Source extract:
------------------------------------------------

Yes, pages work without the lang attribute, but using it may have some
effect.

> Why then would this language declaration be necessary?

According to accessibility guidelines, the language of text should be
declared, to help e.g. in speech synthesis. This applies to all texts,
including English-language texts. But this is largely just theory,
though it would apply especially strongly to Chinese texts, since the
way "Chinese" characters (characters of Chinese origin, used for writing
Chinese, Japanese, and other languages) may essentially depend on
language. But speech synthesizers will guess the language or use a fixed
language or use the language selected by the user.

There are other reasons for declaring language, see
http://www.w3.org/International/questions/qa-lang-why.en
but I will just illustrate one of them:

When I view a page containing Chinese characters, on Firefox, those
characters appear in my system in the MS PGothic font, when the page
does not have any font settings. If the characters are inside an element
to which lang=zh applies, they appear in the SimSun font instead. And if
the attribute is lang=zh-TW or lang=zh-Hant, they appear in PMingLiu.

------------------------------------------------

Record list:
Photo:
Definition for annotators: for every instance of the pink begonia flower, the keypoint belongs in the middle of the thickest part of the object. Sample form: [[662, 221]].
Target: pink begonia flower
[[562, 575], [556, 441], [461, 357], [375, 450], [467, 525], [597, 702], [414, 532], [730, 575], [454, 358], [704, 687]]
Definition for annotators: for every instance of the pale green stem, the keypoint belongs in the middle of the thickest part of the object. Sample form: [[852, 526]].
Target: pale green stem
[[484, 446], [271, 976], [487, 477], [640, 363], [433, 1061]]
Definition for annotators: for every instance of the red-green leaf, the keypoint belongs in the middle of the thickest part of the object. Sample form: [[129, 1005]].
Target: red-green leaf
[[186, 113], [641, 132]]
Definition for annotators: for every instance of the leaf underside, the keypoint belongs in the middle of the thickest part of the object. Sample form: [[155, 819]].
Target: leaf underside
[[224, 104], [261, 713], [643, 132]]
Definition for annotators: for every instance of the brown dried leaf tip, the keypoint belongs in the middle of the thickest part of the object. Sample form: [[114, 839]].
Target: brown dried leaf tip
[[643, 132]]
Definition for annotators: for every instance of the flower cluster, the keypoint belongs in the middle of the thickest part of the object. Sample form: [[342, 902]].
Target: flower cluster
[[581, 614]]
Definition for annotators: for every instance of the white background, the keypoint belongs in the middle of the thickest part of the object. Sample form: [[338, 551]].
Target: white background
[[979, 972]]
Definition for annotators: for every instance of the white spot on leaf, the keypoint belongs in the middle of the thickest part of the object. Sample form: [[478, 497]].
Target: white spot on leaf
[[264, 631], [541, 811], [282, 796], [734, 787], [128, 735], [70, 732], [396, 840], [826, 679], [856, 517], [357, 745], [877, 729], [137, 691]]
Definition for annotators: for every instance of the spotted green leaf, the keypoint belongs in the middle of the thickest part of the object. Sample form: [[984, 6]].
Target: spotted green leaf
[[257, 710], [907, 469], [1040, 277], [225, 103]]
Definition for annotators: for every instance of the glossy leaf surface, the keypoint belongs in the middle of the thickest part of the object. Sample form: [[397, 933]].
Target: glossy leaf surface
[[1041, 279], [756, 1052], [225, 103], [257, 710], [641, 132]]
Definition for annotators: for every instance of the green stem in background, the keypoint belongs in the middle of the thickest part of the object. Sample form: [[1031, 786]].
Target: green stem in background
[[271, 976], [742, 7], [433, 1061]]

------------------------------------------------

Task prompt:
Please rewrite the passage on language declaration above from "Yes, pages work" up to and including "by the user.", substituting "accessibility recommendations" for "accessibility guidelines".

Solved exercise:
Yes, pages work without the lang attribute, but using it may have some
effect.

> Why then would this language declaration be necessary?

According to accessibility recommendations, the language of text should be
declared, to help e.g. in speech synthesis. This applies to all texts,
including English-language texts. But this is largely just theory,
though it would apply especially strongly to Chinese texts, since the
way "Chinese" characters (characters of Chinese origin, used for writing
Chinese, Japanese, and other languages) may essentially depend on
language. But speech synthesizers will guess the language or use a fixed
language or use the language selected by the user.